───── Text section

Re: a different perspective on rse/r and the questions i hav

Unread post by Indigo »

Good morning:

In reading this thread, I wanted to share my experience years after leaving RSE when I took time and trained in Raja yoga, wanting to become a yoga teacher and know more about the traditional path, not the Westernized cookie cutter path. I was quite shocked the first morning we rose at 4am as a group and practiced the eight limbs of this traditional, ancient path. One limb of which was focus work with a candle...yikes, shades of RSE. (I was at RSE for the first focus work with candles and clearly remember it.) I have posted the basics of Raja yoga, which you can research for yourself to see how both Mindfulness meditation in the Buddhist tradition, and the Eight Limbs in the yogic tradition were taken by JZ/Ramtha and utilized, albeit in a twisted manner. Mindfulness meditation is also a very beautiful, gentle, loving practice.

──────────

> _Task description_
Rewrite the forum post, everything from "Unread post by" down to "gentle, loving practice.", with "Raja yoga" changed to "Hatha yoga".

───── Data entries

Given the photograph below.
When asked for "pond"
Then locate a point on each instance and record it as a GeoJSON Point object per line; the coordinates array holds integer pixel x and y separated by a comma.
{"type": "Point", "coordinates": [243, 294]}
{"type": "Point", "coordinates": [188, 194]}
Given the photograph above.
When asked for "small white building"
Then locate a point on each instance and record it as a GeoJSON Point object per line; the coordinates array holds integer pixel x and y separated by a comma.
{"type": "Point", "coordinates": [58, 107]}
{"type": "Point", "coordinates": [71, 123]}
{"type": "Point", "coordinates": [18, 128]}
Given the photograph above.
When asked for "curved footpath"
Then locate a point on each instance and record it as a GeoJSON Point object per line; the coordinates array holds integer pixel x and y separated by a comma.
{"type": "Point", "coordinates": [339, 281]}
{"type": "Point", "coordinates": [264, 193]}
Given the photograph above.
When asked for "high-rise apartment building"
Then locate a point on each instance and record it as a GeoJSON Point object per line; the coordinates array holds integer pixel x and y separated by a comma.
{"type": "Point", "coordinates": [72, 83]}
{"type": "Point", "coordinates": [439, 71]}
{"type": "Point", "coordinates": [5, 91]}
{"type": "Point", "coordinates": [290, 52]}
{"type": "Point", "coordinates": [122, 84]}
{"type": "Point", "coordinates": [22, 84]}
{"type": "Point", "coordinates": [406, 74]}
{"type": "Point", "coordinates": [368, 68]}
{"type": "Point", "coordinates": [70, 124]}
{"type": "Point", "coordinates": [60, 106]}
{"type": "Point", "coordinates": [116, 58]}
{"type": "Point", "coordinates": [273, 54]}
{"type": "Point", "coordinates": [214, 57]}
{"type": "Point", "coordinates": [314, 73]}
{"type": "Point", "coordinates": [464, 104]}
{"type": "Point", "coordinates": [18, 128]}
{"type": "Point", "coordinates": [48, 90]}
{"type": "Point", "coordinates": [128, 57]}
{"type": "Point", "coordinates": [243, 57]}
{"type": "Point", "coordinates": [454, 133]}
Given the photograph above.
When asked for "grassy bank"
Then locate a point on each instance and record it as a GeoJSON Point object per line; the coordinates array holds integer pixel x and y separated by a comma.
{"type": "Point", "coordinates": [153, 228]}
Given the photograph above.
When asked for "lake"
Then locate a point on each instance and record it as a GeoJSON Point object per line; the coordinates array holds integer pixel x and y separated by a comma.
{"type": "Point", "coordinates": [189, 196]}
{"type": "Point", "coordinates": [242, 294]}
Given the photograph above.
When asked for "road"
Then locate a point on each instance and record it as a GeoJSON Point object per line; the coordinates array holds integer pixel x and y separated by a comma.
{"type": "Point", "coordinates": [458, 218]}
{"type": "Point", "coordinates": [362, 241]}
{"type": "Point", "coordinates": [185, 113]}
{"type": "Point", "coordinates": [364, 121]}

──────────

> _The solution_
Unread post by Indigo »

Good morning:

In reading this thread, I wanted to share my experience years after leaving RSE when I took time and trained in Hatha yoga, wanting to become a yoga teacher and know more about the traditional path, not the Westernized cookie cutter path. I was quite shocked the first morning we rose at 4am as a group and practiced the eight limbs of this traditional, ancient path. One limb of which was focus work with a candle...yikes, shades of RSE. (I was at RSE for the first focus work with candles and clearly remember it.) I have posted the basics of Hatha yoga, which you can research for yourself to see how both Mindfulness meditation in the Buddhist tradition, and the Eight Limbs in the yogic tradition were taken by JZ/Ramtha and utilized, albeit in a twisted manner. Mindfulness meditation is also a very beautiful, gentle, loving practice.